**Task prompt:** Please copy the rows below word for word, starting with the line containing "Indicate the curved" and going on through the end of the rows.

[Items listed in a dataset]
·····
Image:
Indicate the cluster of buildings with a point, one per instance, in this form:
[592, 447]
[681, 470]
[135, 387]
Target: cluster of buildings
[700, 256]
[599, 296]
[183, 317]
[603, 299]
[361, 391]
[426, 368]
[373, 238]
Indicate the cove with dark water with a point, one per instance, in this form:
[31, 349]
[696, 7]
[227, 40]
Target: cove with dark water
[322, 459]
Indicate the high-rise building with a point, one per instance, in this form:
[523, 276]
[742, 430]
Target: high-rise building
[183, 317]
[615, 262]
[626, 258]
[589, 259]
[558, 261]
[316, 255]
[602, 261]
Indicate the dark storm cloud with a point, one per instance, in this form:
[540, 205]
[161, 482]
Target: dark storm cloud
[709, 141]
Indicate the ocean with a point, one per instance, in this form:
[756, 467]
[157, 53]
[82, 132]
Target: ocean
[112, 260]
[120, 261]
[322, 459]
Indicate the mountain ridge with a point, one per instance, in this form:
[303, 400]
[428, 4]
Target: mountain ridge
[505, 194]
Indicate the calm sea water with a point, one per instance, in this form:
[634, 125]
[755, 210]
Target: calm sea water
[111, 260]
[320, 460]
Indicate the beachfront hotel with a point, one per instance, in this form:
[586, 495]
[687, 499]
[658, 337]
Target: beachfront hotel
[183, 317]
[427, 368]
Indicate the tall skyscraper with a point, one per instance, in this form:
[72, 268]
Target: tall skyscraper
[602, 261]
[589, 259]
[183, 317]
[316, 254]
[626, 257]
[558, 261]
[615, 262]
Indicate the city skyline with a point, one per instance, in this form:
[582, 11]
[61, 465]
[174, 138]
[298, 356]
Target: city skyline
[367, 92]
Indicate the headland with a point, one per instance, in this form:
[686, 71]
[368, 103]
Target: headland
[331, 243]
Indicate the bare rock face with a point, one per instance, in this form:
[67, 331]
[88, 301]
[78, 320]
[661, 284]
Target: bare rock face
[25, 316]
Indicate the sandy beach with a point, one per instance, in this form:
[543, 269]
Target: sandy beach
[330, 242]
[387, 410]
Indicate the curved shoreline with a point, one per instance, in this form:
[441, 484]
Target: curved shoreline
·····
**Final result:**
Indicate the curved shoreline with a point, one per instance, in this form:
[441, 484]
Target: curved shoreline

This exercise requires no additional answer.